Exercise aim - Switch "grounding module" to "detection module" wherever it appears in these lines and give them back with nothing else changed. Leave the pictures out.

::::

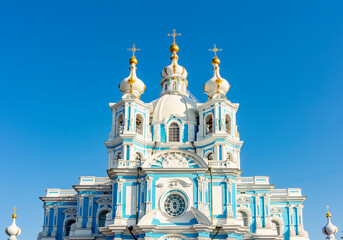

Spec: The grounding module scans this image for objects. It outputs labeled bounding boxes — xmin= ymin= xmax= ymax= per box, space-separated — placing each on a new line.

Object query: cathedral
xmin=38 ymin=30 xmax=309 ymax=240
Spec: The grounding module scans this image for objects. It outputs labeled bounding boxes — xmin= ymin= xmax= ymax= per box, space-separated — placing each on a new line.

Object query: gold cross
xmin=208 ymin=44 xmax=223 ymax=57
xmin=127 ymin=44 xmax=140 ymax=57
xmin=168 ymin=29 xmax=181 ymax=43
xmin=12 ymin=206 xmax=18 ymax=213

::::

Worked solution -
Spec: The detection module scans this image for objects. It outputs labeled bounding boxes — xmin= ymin= xmax= ymax= per box, space-separated — placing each on a new line.

Object query: cathedral
xmin=38 ymin=30 xmax=309 ymax=240
Spec: The detection module scans this image for objects. It outputs labeled bounding boxes — xmin= ymin= xmax= ymax= per box, space-separated — placing each on a new line.

Object query: gold cross
xmin=208 ymin=44 xmax=223 ymax=57
xmin=127 ymin=44 xmax=140 ymax=57
xmin=168 ymin=29 xmax=181 ymax=43
xmin=12 ymin=206 xmax=18 ymax=213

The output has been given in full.